(begin)
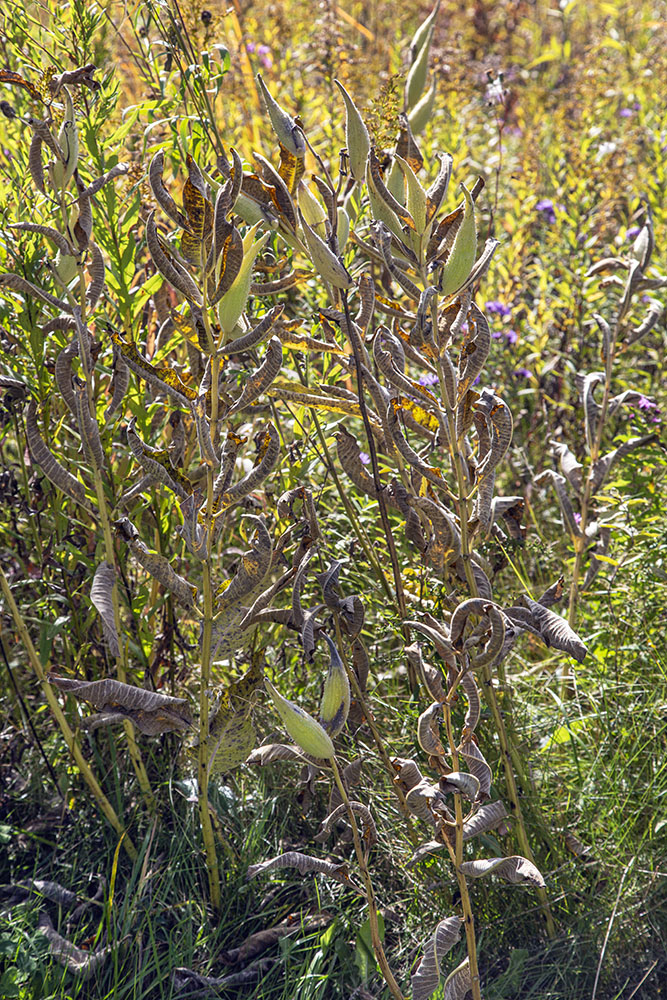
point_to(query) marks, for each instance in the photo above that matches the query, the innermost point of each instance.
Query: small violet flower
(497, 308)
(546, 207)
(end)
(begin)
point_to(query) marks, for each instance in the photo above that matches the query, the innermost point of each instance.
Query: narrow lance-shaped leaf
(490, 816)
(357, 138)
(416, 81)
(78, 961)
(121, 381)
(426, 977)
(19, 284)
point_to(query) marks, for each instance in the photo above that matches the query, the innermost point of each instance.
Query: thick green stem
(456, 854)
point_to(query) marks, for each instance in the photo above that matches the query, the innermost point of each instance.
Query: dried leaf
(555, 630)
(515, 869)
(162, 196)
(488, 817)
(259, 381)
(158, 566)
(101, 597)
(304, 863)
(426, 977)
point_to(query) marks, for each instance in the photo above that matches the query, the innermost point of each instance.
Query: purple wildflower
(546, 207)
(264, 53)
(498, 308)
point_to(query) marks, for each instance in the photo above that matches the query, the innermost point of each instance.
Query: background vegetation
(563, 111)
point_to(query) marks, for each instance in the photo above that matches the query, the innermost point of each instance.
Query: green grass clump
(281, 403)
(end)
(begin)
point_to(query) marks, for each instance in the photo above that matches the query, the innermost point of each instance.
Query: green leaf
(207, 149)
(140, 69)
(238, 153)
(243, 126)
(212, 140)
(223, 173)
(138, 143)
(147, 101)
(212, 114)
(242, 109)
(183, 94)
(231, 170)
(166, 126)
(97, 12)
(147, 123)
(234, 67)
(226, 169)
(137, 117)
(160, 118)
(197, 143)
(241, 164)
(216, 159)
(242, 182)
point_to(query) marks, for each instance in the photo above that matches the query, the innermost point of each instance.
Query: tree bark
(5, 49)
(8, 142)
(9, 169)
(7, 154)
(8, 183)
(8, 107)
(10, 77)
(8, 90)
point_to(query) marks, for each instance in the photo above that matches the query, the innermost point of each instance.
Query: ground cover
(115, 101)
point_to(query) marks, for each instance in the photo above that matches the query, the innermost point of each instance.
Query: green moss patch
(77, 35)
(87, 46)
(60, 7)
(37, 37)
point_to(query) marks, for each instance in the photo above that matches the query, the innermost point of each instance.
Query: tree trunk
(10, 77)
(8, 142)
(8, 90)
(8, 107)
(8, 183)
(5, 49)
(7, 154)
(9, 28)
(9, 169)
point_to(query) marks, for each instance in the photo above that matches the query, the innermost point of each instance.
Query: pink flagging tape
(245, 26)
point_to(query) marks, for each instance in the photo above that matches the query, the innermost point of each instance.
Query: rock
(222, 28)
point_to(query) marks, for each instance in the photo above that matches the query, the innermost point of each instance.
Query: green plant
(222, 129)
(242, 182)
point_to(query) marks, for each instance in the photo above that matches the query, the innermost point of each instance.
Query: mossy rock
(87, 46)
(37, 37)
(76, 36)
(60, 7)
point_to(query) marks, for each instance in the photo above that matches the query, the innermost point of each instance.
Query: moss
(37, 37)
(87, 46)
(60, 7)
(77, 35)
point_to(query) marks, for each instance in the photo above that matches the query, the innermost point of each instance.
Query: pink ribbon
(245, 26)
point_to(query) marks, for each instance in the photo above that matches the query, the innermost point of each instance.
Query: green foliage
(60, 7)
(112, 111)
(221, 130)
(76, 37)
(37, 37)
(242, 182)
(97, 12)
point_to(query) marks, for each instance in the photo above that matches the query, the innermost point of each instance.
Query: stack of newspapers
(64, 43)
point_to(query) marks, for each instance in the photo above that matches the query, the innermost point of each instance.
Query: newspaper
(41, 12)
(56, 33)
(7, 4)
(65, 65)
(end)
- Goal -
Which lines in the material above contain the string "pink"? Copy each of them in full, and treat uppercase and lowercase letters as different.

- Response to the task -
Query: pink flagging tape
Query: pink ribbon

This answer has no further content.